Badajoz is de hoofdstad van een even zoo genoemd gewest van het Spaansche landschap Estremadura. Dat gewest, hetwelk op 410° geogr. mijlen omstreeks ½ millioen inwoners telt, is over het geheel zeer vruchtbaar en levert een overvloed van oranjeappels, vijgen, olijven, citroenen, tarwe en wol.
De stad Badajoz is de belangrijkste grensvesting naar de zijde van Portugal. Zij ligt aan den grooten weg van Lissabon naar Madrid en op den linkeroever der Guadiana. Deze rivier heeft hier eene breedte van 400 Ned. el en is overspannen door eene steenen brug met 28 bogen. Zij vormt aan de eene zijde der stad uitgestrekte moerassen , welke ontoegankelijk zijn. Aan de landzijde verheffen er zich acht regelmatige, goed aangelegde bastions met bedekte wegen, glacis en ravelijnen.
Een hecht bolwerk, de Picurina genaamd verrijst er op den regteroever der Rivilla, die zich hier in de Guadiana uitstort. Op den regteroever der Guadiana is een sterk brughoofd, en op eene steile rots ligt het fort Christoval. De stad is ruim gebouwd en telt omstreeks 23000 inwoners. De straten zijn er gedeeltelijk breed en goed geplaveid. In de stad zijn geene putten of bronnen , zoodat het water op ezels derwaarts wordt gevoerd.

Opdrachten:
a. Waarom wordt het water volgens de tekst over Badajoz op ezels naar de stad gebracht? Antwoord in één tot drie zinnen.
b. Neem uit de tekst over Badajoz letterlijk het deel over dat begint bij "Een hecht bolwerk, de" en eindigt bij "derwaarts wordt gevoerd.".
c. Noem alle producten die het gewest Badajoz volgens de tekst over Badajoz in overvloed levert.

Het materiaal:
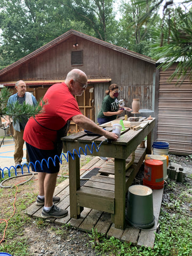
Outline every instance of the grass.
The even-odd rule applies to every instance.
[[[168,183],[170,200],[162,204],[159,222],[159,232],[156,234],[154,247],[137,248],[129,243],[122,243],[114,237],[106,239],[97,230],[90,235],[92,246],[98,255],[123,256],[190,256],[192,255],[192,175],[189,175],[190,186],[179,187],[179,195],[174,193],[178,189],[175,181]],[[184,205],[188,205],[185,208]]]
[[[165,190],[168,191],[170,198],[162,205],[159,219],[159,231],[156,234],[153,249],[137,248],[113,237],[107,239],[94,229],[89,235],[87,246],[91,244],[95,255],[100,256],[191,255],[192,175],[189,175],[188,179],[190,182],[183,185],[174,181],[168,181]],[[62,181],[62,179],[59,180],[58,182]],[[48,227],[55,235],[59,235],[62,237],[63,243],[66,240],[66,234],[70,228],[70,226],[65,225],[53,227],[52,224],[42,219],[33,219],[24,213],[25,209],[35,201],[37,196],[37,193],[33,190],[35,182],[31,180],[18,187],[15,213],[8,221],[4,240],[0,244],[0,252],[7,252],[14,256],[32,256],[29,252],[28,238],[25,236],[26,226],[28,228],[35,226],[39,230]],[[1,219],[8,220],[13,214],[15,191],[15,188],[0,188]],[[6,225],[5,222],[0,223],[0,241],[3,238]]]

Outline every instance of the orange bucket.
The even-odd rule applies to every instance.
[[[163,162],[155,159],[146,160],[143,185],[152,189],[161,189],[164,187],[164,182]]]

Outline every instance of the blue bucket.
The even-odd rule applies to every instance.
[[[163,141],[155,141],[153,143],[153,147],[155,148],[169,148],[169,144]]]
[[[154,155],[166,155],[169,153],[169,144],[164,141],[154,141],[152,145]]]
[[[0,256],[12,256],[11,254],[6,252],[0,252]]]

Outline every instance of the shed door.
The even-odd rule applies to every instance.
[[[78,102],[78,105],[81,112],[89,118],[94,121],[94,86],[89,85],[81,96],[75,96]],[[73,133],[82,131],[81,127],[77,125],[75,123],[71,121],[69,126],[69,132]]]

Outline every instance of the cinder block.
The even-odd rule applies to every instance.
[[[185,178],[186,172],[183,168],[178,168],[177,171],[177,182],[183,183]]]
[[[168,177],[171,180],[175,180],[176,176],[177,167],[169,165],[167,169]]]

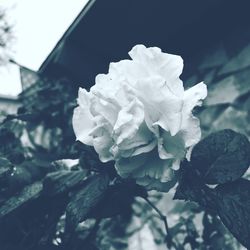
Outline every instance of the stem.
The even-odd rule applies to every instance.
[[[167,233],[166,235],[167,246],[170,248],[173,245],[173,241],[168,227],[167,216],[164,215],[147,197],[143,198],[156,211],[156,213],[160,216],[160,219],[164,222],[164,226]]]

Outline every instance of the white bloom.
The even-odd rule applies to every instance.
[[[174,169],[201,137],[192,115],[207,95],[199,83],[184,91],[180,56],[135,46],[132,60],[111,63],[95,85],[79,89],[73,115],[77,140],[94,146],[102,162],[114,160],[122,177],[167,191]]]

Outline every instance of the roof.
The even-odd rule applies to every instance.
[[[128,58],[140,43],[188,62],[231,29],[250,23],[247,7],[244,0],[89,1],[39,72],[68,72],[91,84],[96,74],[107,72],[109,62]]]

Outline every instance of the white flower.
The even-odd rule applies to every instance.
[[[199,83],[184,91],[180,56],[135,46],[132,60],[111,63],[95,85],[79,89],[73,115],[77,140],[95,148],[102,162],[148,189],[168,191],[174,169],[201,137],[192,114],[207,95]]]

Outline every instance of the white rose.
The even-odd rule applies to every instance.
[[[73,128],[102,162],[114,160],[121,177],[168,191],[174,169],[201,137],[192,110],[207,95],[199,83],[184,91],[180,56],[135,46],[132,60],[111,63],[95,85],[79,89]]]

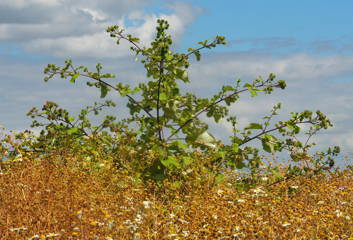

Antwoorden per opdracht:
a. In de stad zijn geen putten of bronnen. Daarom wordt het water op ezels naar de stad gevoerd.

b.
Een hecht bolwerk, de Picurina genaamd verrijst er op den regteroever der Rivilla, die zich hier in de Guadiana uitstort. Op den regteroever der Guadiana is een sterk brughoofd, en op eene steile rots ligt het fort Christoval. De stad is ruim gebouwd en telt omstreeks 23000 inwoners. De straten zijn er gedeeltelijk breed en goed geplaveid. In de stad zijn geene putten of bronnen , zoodat het water op ezels derwaarts wordt gevoerd.

c. Oranjeappels, vijgen, olijven, citroenen, tarwe en wol.